--- Materials provided Enclosed Below ---

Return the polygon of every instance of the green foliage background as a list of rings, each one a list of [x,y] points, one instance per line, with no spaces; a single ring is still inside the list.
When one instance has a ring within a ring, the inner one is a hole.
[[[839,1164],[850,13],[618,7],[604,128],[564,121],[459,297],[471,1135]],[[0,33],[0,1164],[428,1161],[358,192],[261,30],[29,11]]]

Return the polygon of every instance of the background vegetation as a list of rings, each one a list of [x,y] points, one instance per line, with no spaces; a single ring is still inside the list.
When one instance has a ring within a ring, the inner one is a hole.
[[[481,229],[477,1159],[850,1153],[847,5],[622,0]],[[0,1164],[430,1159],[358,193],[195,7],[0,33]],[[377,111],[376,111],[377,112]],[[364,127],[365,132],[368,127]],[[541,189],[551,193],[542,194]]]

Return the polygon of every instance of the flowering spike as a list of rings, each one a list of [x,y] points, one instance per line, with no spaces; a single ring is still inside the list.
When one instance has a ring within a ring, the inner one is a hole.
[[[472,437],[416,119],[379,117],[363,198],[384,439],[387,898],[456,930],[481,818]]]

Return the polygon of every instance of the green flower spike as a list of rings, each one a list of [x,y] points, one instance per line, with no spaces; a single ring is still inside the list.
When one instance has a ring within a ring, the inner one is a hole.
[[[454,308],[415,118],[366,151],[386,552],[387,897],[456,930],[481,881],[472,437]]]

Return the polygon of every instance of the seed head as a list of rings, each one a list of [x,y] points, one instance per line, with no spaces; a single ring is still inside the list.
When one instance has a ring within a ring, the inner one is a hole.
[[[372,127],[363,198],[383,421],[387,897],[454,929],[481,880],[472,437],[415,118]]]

--- End of Enclosed Materials provided ---

Scan the records above. Return every line with "background" in it.

Return the polygon of every instance of the green foliage background as a list of rings, each one a list of [x,y] points, one instance per line, with no spaces; a single ring is still inside the list.
Return the polygon of every instance of the background vegetation as a list of rings, each one a list of [x,y] points, one instance per line, with no spaces; a single ring is still inside the list.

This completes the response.